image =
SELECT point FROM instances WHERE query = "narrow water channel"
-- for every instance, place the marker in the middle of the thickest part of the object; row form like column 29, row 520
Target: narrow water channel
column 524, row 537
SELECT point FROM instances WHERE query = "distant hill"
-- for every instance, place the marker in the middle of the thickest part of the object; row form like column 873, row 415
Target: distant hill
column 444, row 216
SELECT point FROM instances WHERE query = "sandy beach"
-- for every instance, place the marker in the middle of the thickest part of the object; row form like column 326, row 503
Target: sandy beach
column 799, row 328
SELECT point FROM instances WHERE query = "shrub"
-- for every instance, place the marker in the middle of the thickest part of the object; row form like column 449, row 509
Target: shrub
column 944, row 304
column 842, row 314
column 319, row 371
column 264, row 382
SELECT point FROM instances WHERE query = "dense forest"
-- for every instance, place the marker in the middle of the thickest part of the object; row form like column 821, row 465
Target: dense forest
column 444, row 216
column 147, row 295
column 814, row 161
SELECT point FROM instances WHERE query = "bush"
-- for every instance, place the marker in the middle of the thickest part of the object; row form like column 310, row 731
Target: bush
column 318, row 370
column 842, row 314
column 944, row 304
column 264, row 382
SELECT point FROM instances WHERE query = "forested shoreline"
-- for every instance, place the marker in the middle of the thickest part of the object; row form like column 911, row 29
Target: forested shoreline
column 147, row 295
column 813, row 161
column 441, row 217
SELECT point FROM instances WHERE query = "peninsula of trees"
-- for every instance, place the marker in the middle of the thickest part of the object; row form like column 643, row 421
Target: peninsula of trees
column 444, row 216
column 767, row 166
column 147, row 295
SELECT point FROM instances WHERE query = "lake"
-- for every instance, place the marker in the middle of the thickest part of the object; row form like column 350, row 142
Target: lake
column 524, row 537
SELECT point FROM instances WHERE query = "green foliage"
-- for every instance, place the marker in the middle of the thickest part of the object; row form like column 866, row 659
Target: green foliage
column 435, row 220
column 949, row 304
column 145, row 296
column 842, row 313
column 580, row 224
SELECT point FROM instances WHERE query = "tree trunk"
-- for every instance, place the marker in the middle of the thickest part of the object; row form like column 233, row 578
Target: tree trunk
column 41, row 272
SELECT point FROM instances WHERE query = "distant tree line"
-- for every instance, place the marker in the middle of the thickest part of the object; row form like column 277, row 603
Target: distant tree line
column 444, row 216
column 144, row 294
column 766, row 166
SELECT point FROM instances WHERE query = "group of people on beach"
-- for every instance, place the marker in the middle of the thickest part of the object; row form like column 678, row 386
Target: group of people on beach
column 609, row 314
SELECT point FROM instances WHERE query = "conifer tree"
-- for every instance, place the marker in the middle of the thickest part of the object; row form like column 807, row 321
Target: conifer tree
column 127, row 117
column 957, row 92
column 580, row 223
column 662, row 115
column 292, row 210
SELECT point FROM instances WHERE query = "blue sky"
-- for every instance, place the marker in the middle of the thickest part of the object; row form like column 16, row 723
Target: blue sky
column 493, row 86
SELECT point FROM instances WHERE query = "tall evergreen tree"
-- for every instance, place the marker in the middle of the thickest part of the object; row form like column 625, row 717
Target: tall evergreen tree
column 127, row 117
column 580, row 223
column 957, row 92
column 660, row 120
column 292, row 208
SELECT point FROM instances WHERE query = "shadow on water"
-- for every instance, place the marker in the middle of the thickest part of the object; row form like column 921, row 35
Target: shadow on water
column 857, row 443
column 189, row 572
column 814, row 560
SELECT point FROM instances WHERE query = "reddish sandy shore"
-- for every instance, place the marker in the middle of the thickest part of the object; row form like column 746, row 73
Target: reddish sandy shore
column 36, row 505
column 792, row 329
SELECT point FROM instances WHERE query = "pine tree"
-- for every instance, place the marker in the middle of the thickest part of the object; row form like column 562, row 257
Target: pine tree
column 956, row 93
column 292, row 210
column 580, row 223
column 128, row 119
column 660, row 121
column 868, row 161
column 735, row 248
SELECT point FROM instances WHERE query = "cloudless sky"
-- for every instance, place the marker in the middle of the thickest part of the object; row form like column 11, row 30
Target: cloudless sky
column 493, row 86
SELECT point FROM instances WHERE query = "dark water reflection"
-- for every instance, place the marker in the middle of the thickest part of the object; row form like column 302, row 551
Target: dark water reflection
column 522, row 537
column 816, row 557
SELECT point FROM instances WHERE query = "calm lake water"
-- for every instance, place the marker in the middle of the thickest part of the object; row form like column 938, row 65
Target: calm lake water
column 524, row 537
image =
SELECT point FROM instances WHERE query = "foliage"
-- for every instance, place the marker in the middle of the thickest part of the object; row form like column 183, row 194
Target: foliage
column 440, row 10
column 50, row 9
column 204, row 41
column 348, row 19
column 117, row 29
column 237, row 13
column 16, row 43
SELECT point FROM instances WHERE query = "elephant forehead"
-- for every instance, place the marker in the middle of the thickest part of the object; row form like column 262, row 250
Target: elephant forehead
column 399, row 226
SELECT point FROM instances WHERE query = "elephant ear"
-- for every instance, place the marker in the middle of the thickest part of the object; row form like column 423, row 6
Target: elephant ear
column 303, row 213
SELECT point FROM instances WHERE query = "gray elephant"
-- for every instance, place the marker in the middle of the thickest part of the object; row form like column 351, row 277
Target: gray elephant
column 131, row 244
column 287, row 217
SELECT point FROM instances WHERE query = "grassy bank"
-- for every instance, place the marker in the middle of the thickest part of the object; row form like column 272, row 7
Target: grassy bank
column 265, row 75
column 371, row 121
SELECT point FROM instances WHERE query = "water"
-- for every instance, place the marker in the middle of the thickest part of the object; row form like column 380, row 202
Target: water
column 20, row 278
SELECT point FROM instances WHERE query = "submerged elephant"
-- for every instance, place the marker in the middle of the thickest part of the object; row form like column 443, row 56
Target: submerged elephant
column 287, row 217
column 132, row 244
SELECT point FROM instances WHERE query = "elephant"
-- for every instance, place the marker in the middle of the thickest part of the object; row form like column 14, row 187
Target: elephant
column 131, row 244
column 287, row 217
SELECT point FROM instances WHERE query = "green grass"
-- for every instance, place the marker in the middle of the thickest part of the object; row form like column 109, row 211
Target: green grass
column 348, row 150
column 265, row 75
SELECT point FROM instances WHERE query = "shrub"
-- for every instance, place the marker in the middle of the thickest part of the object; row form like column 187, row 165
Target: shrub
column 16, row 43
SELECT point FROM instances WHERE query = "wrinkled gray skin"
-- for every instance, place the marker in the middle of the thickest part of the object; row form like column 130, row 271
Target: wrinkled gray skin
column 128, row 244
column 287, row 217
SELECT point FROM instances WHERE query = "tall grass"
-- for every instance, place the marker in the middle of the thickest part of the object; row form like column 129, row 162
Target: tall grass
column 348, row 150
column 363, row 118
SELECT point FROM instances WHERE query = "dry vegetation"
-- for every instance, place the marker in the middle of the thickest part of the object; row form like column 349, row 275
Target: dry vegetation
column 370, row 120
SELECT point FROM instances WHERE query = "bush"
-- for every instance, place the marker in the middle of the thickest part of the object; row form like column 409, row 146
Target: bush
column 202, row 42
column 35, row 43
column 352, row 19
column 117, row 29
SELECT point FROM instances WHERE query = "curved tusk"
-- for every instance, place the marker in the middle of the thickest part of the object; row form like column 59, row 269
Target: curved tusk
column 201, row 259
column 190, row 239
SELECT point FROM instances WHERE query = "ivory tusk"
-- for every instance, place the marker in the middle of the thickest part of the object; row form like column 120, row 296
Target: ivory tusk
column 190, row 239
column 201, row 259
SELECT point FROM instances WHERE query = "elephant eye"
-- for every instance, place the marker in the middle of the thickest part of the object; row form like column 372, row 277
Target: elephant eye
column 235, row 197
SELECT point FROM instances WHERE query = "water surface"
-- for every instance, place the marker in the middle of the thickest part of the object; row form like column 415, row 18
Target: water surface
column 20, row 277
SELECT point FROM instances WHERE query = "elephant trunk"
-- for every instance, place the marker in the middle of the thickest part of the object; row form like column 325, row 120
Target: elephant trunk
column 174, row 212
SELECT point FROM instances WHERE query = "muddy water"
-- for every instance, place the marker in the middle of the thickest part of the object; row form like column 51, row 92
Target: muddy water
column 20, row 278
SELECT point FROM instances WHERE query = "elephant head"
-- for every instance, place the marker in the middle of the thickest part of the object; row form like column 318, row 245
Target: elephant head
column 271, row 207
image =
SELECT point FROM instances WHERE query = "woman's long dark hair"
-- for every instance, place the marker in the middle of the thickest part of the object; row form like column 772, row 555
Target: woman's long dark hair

* [Work to be completed]: Rewrite the data from the start through the line that contains "column 814, row 161", replacing "shrub" with "low thicket" and leaving everything else unchanged.

* [Completed exercise]:
image =
SELECT point FROM instances WHERE query = "narrow water channel"
-- for every instance, place the marker in the middle of the thickest part of the object; row form like column 29, row 520
Target: narrow water channel
column 524, row 537
SELECT point FROM instances WHERE query = "distant hill"
-- for every instance, place the marker in the middle of the thickest part of the object; row form like column 873, row 415
Target: distant hill
column 444, row 216
SELECT point FROM instances WHERE query = "sandy beach"
-- for every instance, place the marker in the middle of the thickest part of the object; row form like column 326, row 503
Target: sandy beach
column 799, row 328
SELECT point FROM instances WHERE query = "low thicket"
-- for every instance, place the marker in the middle of the thickest part of the object; row form like column 449, row 509
Target: low thicket
column 944, row 304
column 842, row 314
column 319, row 371
column 264, row 382
SELECT point FROM instances WHERE query = "dense forest"
-- for every instance, place the marker in the middle of the thickest part of the object; row form like column 821, row 465
Target: dense forest
column 444, row 216
column 147, row 295
column 814, row 161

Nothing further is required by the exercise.